- _Set exercise_
Rewrite the stretch of data from the line containing "The function MUST return, for every instance of the vent" through the line containing "[[216, 182]]", ends included, with the request lines unchanged. Multiply every point coordinate in the answers by 1.05 and round to whole numbers, halves up.

* begin Listed entries *

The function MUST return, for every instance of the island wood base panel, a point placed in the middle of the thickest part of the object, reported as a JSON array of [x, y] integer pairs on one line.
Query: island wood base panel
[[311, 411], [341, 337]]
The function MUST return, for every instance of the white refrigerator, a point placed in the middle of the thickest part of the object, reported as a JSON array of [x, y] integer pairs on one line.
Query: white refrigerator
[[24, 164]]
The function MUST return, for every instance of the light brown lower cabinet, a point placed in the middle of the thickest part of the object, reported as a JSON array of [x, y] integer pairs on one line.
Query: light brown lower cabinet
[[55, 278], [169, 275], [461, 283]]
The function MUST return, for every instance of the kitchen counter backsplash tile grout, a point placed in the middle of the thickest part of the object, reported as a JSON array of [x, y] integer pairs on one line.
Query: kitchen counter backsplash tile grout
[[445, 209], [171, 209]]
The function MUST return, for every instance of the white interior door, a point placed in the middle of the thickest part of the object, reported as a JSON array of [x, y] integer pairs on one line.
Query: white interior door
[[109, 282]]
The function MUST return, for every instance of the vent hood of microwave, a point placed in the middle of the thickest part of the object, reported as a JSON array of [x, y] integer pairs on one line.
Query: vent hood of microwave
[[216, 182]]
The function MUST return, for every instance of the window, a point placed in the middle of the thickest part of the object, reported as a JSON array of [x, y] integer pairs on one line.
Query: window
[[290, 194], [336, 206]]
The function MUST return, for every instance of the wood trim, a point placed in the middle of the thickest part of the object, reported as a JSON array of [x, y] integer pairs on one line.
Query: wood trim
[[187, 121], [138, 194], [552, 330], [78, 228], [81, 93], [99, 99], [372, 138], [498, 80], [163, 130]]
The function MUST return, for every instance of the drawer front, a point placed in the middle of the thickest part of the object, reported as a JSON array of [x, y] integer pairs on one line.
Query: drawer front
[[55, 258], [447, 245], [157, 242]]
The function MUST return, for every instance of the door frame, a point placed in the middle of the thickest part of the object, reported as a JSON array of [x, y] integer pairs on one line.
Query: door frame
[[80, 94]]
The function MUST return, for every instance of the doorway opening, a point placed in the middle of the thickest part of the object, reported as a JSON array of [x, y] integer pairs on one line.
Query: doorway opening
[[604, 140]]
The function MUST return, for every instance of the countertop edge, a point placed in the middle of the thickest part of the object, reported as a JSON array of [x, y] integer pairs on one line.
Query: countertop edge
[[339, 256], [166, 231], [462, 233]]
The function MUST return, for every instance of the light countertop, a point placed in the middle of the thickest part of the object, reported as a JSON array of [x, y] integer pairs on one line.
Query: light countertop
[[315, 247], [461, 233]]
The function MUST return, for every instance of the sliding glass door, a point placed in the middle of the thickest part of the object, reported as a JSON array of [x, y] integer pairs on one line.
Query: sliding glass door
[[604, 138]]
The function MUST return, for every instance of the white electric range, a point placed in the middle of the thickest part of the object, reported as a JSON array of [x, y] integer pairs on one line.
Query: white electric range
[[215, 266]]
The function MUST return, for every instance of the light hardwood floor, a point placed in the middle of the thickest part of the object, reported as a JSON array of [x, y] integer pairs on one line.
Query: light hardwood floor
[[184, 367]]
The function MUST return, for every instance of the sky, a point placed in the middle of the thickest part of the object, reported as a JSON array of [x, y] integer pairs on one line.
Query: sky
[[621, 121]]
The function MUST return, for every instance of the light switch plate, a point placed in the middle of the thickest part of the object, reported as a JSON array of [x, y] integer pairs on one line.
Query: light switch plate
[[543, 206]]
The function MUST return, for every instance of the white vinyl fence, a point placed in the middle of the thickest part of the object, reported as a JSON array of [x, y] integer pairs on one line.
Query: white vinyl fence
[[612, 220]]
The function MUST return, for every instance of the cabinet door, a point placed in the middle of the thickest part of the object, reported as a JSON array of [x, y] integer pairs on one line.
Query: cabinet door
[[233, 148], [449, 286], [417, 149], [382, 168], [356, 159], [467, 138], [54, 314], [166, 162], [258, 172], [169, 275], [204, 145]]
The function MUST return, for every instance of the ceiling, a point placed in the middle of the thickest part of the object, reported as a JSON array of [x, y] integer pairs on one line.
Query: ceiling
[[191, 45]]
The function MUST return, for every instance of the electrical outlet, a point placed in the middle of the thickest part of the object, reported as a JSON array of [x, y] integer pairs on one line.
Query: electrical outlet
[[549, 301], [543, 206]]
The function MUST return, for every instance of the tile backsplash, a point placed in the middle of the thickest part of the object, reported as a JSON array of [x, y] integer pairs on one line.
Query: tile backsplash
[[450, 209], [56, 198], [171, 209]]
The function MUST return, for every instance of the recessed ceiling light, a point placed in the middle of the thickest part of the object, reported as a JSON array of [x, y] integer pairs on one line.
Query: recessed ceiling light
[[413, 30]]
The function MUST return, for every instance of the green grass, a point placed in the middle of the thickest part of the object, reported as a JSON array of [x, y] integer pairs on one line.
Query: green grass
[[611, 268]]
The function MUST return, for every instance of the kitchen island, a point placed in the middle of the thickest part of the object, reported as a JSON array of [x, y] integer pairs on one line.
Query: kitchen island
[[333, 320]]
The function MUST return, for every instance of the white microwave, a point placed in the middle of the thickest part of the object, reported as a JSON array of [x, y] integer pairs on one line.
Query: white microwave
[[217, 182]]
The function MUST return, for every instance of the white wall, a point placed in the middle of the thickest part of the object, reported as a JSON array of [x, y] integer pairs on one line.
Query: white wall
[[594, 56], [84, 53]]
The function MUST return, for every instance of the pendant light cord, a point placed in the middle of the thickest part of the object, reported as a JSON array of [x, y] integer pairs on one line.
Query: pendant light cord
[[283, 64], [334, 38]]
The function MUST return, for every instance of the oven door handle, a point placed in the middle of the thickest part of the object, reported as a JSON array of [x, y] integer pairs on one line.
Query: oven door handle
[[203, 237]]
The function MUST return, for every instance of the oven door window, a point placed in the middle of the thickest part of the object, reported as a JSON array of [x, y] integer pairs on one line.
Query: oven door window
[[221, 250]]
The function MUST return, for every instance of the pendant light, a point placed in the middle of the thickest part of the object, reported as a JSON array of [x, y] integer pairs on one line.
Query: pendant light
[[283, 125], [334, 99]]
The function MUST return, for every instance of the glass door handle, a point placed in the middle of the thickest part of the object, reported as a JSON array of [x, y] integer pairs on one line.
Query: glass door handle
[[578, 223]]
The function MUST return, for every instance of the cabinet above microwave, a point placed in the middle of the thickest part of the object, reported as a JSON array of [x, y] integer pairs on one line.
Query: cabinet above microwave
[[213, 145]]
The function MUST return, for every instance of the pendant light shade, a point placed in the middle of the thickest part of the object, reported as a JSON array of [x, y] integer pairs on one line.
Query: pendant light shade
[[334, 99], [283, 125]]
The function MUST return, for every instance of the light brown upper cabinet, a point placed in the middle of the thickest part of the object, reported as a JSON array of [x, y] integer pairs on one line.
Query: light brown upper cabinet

* end Listed entries *

- _Task answer_
The function MUST return, for every instance of the vent hood of microwave, a point placed in the middle of the thickest part of the object, reported as a JSON array of [x, y] integer pairs on one line.
Query: vent hood of microwave
[[227, 191]]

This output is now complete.